**SOAL TERTULIS**
Tentukan apakah setiap pernyataan bernomor berikut sesuai dengan teks tentang asal-usul mudik. Jawab ya atau tidak, lalu sertakan kutipan persis dari teks yang menentukan jawaban itu.
1. Dalam pergaulan masyarakat Betawi, kata "milir" berarti pulang.
2. Menurut salah satu pendapat, petani Jawa sudah mengenal tradisi mudik sebelum Kerajaan Majapahit berdiri.
3. Pada masa kerajaan Majapahit, mudik menjadi tradisi kaum pedagang.

**BAGIAN TEKS**

Minggu, 04 Agustus 2013

Asal Usul Sejarah Mudik

Dari mana kata "mudik" bermula. Bagaimana asal-
usulnya? Sesekali, menarik juga memahami sebuah
kata yang akhirnya menjadi budaya di negeri ini. Boleh
jadi, satu-satunya tradisi unik yang dilakukan hampir
seluruh orang dalam satu negara, sekaligus sebagai
fenomena mengagumkan di mata dunia. Setiap ahli punya opini sendiri tentang makna kata
"mudik". Kita akan lihat bersama beberapa pandangan
tersebut. Mudik dari Betawi? Dalam pergaulan masyarakat Betawi terdapat kata
"mudik" yang berlawanan dengan kata "milir". Bila
mudik berarti pulang, maka milir berarti pergi. Kata "milir" merupakan turunan dari "belilir" yang
berarti: pergi ke Utara. Dulu, tempat usaha banyak
berada di wilayah Utara - lihat sejarah Batavia dan
Sunda Kelapa. Karena itulah kata "mudik" bermakna:
Selatan. Pekerja Betawi pulang ke rumah atau mudik Sehubungan dengan kata ini, pendapat lain
mengungkapkan bahwa kaum urban di Sunda Kelapa
sudah ada sejak abad pertengahan. Orang-orang dari
luar Jawa mencari nafkah ke tempat ini, menetap dan
pulang kembali ke kampungnya saat hari raya Idul Fitri
tiba. Karena itulah, kata "mudik" dalam istilah Betawi juga mengartikan "menuju udik" (pulang kampung). Mudik, budaya Agraris? Ada pula pendapat mengatakan mudik merupakan
tradisi primordial masyarakat petani Jawa. Mereka
sudah mengenal tradisi ini bahkan jauh sebelum
Kerajaan Majapahit berdiri. Biasanya tujuan pulang kampung untuk membersihkan
pekuburan dan doa bersama kepada dewa-dewa di
kahyangan untuk memohon keselamatan kampung
halamannya yang rutin dilakukan sekali dalam setahun. Tradisi 'nyekar' masih terlihat hingga kini. Kebiasaan
membersihkan dan berdoa bersama di pekuburan
sanak keluarga sewaktu pulang kampung masih
banyak ditemukan di daerah Jawa. Mudik ada sejak nenek moyang? Bagaimana dengan pernyataan bahwa mudik telah ada
sejak zaman nenek moyang? Beberapa ahli mengaitkan
tradisi mudik ada, karena masyarakat Indonesia
merupakan keturunan Melanesia yang berasal dari
Yunan, Cina. Sebuah kaum yang dikenal sebagai
pengembara. Mereka menyebar ke berbagai tempat untuk mencari sumber penghidupan. Pada bulan-bulan yang dianggap baik, mereka akan
mengunjungi keluarga di daerah asal. Biasanya mereka
pulang untuk melakukan ritual kepercayaan atau
keagamaan. Pada masa kerajaan Majapahit, kegiatan
mudik menjadi tradisi yang dilakukan oleh keluarga
kerajaan. Sejak masuknya Islam, mudik dilakukan menjelang Lebaran. Mudik dalam kajian bahasa Arab Untuk menguatkan akar mudik berkaitan dengan tradisi
islami, beredar pula argumen makna mudik dalam
kajian ala timur-tengah. Kata "mudik" seperti istilah arab untuk "badui" sebagai
lawan kata "hadhory". Sehingga dengan sederhana bisa
diambil kesimpulan bahwa mudik, adalah kembali ke
kampung halaman. Mudik dari akar kata “ adhoo-a” yang berarti “
yang memberikan cahaya atau menerangi”

**CUPLIKAN DATA**
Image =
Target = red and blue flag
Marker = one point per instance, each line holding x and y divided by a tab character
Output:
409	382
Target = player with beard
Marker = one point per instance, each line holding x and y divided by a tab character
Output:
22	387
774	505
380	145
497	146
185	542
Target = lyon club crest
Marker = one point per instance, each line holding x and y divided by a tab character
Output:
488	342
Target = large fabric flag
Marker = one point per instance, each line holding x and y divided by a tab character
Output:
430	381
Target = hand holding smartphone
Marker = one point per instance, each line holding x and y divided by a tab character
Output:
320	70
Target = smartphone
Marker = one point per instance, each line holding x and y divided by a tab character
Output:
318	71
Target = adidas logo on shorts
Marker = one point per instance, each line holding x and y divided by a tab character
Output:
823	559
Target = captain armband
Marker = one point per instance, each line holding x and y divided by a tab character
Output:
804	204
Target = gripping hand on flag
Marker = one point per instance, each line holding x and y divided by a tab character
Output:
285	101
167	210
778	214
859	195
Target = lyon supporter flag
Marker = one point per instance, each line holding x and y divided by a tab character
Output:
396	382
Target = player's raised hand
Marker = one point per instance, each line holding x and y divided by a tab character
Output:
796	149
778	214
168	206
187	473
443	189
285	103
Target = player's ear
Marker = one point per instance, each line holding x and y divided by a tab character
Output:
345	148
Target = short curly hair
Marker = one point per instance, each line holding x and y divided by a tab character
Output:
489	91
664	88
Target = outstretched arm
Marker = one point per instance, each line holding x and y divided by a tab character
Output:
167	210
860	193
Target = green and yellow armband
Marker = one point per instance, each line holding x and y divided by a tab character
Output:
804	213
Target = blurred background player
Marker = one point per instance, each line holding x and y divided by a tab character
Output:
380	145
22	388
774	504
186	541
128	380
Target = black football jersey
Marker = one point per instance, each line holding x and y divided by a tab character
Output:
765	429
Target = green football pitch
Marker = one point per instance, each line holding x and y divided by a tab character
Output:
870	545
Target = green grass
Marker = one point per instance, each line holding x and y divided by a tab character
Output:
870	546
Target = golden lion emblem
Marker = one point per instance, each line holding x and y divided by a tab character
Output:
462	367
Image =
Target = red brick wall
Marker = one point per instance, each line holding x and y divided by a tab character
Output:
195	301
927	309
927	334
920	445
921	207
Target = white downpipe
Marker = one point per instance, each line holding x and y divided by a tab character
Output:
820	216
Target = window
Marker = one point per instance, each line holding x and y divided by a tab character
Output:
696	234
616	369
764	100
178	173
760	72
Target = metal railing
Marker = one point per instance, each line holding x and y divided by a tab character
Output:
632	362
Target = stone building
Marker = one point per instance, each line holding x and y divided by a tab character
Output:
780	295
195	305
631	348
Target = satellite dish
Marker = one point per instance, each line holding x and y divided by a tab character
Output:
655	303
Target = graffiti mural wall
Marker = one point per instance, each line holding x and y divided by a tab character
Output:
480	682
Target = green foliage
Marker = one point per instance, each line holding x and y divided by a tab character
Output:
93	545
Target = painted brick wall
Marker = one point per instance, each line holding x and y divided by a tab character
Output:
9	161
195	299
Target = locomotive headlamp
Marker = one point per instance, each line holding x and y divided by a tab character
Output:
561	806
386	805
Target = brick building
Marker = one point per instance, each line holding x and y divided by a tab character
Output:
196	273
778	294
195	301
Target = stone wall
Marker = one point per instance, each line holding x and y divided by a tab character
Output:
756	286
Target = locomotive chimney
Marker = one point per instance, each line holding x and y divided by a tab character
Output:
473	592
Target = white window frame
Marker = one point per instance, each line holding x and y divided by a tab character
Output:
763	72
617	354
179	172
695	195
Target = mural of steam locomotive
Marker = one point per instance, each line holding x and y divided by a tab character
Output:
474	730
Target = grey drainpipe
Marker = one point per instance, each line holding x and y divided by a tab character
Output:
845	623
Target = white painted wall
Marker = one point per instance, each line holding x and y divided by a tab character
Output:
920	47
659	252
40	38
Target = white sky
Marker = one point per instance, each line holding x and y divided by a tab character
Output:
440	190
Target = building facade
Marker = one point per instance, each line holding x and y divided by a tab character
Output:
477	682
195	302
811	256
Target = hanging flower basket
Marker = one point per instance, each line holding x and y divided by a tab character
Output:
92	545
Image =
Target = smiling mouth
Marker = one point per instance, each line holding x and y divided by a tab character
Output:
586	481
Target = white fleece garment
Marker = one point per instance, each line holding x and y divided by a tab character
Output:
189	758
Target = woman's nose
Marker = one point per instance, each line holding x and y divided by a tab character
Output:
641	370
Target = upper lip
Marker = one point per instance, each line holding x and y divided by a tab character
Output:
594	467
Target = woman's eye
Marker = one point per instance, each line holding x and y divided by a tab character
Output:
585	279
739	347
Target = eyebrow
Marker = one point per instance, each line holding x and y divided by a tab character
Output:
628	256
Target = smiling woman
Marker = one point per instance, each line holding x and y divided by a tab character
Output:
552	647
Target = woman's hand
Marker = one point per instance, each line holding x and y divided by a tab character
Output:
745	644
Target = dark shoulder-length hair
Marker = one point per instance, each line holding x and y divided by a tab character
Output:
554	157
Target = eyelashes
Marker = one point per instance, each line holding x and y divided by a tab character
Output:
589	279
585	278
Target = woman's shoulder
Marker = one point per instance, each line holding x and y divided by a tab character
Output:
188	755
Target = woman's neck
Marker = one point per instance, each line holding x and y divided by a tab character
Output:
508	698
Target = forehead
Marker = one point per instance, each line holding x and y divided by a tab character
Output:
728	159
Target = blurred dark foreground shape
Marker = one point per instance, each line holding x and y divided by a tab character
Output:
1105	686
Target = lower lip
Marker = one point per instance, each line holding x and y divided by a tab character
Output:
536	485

**HASIL TUGAS**
1. Tidak: "maka milir berarti pergi"
2. Ya: "bahkan jauh sebelum Kerajaan Majapahit berdiri"
3. Tidak: "kegiatan mudik menjadi tradisi yang dilakukan oleh keluarga kerajaan"